EXERCISE GOAL:
When a line in the data below includes "positive", pick it out and copy it.

[Segmentation mask data]
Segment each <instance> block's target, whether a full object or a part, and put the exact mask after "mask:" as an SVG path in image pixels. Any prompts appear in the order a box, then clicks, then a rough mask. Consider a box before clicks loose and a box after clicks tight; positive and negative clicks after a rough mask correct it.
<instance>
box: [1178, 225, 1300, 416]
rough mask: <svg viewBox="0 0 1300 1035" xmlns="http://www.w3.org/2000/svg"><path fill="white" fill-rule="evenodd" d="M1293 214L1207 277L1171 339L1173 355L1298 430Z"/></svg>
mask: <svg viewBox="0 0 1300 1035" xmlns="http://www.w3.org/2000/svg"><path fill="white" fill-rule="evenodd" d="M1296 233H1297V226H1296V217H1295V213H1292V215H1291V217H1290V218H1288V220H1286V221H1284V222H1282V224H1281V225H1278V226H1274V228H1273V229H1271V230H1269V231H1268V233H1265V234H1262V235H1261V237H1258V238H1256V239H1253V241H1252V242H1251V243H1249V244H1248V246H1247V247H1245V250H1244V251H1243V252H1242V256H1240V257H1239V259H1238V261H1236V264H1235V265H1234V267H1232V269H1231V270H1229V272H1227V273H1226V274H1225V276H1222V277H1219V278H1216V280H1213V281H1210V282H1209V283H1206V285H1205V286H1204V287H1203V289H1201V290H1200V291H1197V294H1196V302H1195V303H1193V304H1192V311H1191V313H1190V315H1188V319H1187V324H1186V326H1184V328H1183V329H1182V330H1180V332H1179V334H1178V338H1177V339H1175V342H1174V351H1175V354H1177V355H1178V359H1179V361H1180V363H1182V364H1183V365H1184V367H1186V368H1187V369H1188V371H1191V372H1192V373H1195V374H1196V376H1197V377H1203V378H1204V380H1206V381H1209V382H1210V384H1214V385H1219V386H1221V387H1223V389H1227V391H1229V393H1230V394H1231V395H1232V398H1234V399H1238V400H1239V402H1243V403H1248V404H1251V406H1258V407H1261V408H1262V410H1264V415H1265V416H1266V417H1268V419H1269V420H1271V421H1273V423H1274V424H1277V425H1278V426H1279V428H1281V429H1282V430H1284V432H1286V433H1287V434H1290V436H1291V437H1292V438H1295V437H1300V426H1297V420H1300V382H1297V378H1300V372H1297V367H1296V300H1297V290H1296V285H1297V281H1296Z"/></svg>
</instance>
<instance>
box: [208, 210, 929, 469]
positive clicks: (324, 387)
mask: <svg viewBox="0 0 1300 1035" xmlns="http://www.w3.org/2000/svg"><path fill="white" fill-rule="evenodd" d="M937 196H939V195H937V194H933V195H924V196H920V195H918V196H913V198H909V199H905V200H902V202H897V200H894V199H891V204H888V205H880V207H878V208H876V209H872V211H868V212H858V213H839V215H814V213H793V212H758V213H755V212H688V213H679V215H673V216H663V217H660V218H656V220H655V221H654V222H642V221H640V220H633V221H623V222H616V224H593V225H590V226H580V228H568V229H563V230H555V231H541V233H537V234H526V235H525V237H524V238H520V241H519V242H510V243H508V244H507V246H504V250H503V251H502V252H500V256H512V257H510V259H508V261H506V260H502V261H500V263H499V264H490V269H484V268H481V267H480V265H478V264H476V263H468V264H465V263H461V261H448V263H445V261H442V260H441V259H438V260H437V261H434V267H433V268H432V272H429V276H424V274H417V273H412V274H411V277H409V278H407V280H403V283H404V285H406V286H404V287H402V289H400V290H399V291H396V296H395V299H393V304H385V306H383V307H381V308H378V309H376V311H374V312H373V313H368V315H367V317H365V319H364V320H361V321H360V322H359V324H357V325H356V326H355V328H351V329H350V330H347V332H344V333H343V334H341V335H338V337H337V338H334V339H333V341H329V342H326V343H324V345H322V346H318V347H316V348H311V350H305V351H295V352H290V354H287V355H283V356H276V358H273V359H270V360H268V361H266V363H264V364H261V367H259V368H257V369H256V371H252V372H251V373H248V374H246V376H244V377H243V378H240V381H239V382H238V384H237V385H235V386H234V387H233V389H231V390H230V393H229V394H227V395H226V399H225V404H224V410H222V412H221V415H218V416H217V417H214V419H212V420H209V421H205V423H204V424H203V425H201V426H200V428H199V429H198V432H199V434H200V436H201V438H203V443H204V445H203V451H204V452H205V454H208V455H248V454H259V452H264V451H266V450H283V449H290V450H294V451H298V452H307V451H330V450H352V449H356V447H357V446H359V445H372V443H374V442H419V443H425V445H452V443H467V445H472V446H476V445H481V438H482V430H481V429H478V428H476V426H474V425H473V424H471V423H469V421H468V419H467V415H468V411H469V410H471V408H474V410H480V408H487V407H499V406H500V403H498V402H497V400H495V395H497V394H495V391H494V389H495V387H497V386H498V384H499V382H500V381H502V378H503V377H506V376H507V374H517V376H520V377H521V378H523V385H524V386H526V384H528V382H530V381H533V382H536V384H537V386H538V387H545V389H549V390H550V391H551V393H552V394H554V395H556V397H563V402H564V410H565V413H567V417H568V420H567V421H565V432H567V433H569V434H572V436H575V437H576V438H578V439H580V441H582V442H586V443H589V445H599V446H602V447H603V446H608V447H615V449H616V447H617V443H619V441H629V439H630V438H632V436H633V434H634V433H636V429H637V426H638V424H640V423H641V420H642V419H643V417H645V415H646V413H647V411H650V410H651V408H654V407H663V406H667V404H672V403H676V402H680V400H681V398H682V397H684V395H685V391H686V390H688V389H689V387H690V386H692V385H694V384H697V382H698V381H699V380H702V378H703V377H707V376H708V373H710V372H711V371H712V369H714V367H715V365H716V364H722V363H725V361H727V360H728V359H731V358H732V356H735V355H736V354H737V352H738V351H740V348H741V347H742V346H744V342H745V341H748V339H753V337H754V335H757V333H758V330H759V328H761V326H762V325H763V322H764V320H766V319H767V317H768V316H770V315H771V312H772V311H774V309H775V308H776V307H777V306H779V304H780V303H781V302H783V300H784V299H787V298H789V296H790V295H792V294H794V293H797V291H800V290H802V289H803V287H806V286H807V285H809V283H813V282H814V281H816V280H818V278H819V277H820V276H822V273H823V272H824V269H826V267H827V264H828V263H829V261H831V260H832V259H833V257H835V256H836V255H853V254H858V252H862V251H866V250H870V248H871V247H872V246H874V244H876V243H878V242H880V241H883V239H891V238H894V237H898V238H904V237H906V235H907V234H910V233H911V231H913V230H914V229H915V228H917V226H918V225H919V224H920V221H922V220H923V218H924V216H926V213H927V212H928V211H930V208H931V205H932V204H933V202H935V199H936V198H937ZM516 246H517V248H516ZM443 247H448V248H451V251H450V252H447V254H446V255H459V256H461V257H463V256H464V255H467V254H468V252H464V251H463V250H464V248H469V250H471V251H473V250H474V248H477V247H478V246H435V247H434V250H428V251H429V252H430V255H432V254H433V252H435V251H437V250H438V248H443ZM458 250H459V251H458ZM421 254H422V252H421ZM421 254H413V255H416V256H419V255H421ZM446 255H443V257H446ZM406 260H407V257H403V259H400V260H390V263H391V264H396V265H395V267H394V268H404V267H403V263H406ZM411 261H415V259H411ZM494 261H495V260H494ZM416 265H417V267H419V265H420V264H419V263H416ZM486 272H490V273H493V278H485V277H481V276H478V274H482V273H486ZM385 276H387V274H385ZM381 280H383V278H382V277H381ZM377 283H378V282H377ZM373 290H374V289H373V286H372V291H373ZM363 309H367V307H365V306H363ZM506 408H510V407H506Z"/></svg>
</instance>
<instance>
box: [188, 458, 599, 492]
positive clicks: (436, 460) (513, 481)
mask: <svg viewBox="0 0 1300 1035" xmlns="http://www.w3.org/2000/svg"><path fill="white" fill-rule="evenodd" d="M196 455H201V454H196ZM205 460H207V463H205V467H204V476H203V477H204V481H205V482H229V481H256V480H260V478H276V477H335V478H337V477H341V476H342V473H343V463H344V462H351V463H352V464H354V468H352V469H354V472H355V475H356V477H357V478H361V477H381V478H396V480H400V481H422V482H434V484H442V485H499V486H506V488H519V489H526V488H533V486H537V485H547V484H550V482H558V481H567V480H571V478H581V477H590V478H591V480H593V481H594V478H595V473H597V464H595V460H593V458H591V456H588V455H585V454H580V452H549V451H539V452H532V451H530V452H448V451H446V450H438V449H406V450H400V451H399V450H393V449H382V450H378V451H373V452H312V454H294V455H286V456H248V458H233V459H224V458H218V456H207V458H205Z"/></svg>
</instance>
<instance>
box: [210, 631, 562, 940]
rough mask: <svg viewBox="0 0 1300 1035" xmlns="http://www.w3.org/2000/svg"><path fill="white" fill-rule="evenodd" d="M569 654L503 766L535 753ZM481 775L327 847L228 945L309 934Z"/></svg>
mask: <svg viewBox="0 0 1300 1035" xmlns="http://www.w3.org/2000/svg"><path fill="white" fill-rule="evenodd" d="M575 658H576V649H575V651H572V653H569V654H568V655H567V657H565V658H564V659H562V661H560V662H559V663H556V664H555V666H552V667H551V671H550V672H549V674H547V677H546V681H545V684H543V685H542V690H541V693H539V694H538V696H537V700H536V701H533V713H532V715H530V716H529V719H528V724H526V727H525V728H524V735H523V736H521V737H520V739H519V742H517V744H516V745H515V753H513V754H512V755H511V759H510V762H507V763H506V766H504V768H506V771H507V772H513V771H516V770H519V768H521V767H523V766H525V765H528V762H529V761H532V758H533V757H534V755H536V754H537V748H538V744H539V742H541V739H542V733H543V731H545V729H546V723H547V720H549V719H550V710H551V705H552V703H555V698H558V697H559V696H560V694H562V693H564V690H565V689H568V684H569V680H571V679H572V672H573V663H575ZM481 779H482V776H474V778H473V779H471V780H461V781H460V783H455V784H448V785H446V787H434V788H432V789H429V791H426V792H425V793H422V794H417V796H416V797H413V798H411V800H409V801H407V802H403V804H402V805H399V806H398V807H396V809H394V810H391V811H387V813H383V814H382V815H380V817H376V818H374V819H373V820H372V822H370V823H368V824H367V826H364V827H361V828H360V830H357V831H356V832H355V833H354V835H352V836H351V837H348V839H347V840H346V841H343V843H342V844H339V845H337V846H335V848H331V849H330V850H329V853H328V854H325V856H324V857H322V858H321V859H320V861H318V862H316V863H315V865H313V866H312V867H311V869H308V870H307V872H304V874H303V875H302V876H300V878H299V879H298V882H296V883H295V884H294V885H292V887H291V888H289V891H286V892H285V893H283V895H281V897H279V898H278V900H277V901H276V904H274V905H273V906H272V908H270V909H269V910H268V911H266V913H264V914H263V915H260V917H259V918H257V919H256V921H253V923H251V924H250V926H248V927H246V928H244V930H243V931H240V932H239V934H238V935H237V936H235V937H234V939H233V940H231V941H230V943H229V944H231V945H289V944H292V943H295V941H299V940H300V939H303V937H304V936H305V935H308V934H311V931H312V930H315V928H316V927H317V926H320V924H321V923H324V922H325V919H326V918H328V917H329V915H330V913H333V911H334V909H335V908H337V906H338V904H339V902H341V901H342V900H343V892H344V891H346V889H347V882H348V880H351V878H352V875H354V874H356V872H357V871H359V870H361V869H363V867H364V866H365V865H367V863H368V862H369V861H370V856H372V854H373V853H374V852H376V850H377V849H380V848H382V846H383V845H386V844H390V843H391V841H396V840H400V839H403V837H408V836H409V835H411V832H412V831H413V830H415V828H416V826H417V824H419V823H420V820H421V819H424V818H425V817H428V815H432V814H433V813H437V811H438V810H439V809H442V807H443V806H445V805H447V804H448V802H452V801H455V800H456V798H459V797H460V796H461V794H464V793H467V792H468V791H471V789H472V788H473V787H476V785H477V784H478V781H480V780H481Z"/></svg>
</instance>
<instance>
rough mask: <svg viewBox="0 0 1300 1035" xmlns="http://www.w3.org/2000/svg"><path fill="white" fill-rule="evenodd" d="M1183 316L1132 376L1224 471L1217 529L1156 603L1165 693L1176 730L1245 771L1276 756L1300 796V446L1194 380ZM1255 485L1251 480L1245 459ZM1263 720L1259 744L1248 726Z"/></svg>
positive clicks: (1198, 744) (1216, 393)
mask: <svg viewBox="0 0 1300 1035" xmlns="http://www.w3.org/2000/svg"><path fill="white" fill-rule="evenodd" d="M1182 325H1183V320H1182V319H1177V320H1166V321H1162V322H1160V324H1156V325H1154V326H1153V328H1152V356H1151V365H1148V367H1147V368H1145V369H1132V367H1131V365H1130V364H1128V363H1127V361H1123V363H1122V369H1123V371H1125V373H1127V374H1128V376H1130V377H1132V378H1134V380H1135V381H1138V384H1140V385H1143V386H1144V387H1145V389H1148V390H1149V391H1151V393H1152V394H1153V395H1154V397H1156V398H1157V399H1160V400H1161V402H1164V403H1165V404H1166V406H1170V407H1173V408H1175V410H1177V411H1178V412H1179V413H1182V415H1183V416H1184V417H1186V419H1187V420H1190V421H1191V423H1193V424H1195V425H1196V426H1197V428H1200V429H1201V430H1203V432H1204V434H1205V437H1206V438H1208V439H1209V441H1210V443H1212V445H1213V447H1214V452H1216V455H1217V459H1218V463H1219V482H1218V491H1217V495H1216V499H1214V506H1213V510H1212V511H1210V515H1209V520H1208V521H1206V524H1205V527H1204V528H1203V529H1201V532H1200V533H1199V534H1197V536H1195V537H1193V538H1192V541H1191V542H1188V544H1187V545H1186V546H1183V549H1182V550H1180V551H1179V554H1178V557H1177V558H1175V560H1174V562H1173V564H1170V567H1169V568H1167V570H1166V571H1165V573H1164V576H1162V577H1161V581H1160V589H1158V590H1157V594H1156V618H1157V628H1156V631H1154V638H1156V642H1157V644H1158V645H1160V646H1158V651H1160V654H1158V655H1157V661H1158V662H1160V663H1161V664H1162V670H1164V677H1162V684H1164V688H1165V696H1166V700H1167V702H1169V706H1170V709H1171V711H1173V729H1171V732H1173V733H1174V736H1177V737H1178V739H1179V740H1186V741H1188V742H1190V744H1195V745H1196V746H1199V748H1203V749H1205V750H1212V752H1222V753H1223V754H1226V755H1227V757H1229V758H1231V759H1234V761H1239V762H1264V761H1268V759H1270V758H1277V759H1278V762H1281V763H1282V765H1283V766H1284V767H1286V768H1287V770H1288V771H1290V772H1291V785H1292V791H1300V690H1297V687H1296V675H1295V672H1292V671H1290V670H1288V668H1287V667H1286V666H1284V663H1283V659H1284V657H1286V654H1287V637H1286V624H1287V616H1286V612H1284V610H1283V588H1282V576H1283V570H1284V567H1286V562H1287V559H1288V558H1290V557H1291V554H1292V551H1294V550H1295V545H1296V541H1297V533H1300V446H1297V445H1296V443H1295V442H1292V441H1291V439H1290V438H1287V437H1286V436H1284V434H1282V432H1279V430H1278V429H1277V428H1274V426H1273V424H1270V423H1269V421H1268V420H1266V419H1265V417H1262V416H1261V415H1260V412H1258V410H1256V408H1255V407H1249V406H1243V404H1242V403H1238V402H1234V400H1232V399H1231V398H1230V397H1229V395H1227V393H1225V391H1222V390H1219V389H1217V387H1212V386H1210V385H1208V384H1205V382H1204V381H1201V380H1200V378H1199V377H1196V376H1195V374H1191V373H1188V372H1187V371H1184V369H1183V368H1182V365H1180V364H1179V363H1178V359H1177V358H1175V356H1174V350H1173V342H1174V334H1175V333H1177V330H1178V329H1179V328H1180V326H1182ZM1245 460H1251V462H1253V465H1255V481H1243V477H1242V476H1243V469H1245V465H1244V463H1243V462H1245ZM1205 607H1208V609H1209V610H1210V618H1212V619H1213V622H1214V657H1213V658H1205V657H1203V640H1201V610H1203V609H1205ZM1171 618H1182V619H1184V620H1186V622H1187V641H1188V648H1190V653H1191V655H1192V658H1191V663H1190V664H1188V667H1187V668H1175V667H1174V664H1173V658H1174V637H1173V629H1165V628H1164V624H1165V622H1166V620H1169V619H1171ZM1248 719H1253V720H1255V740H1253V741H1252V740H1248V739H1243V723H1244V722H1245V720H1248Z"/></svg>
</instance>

EXERCISE OUTPUT:
Segment each <instance> block's target, whether a full object or a part, and put the exact mask after "mask:" as an SVG path in image pixels. Any prompts appear in the order a box, then clicks, then a rough mask. Consider a box before clicks loose and a box after clicks tight; positive and negative clicks after a rough mask correct it.
positive clicks: (324, 387)
positive clicks: (436, 460) (513, 481)
positive clicks: (1198, 744) (1216, 393)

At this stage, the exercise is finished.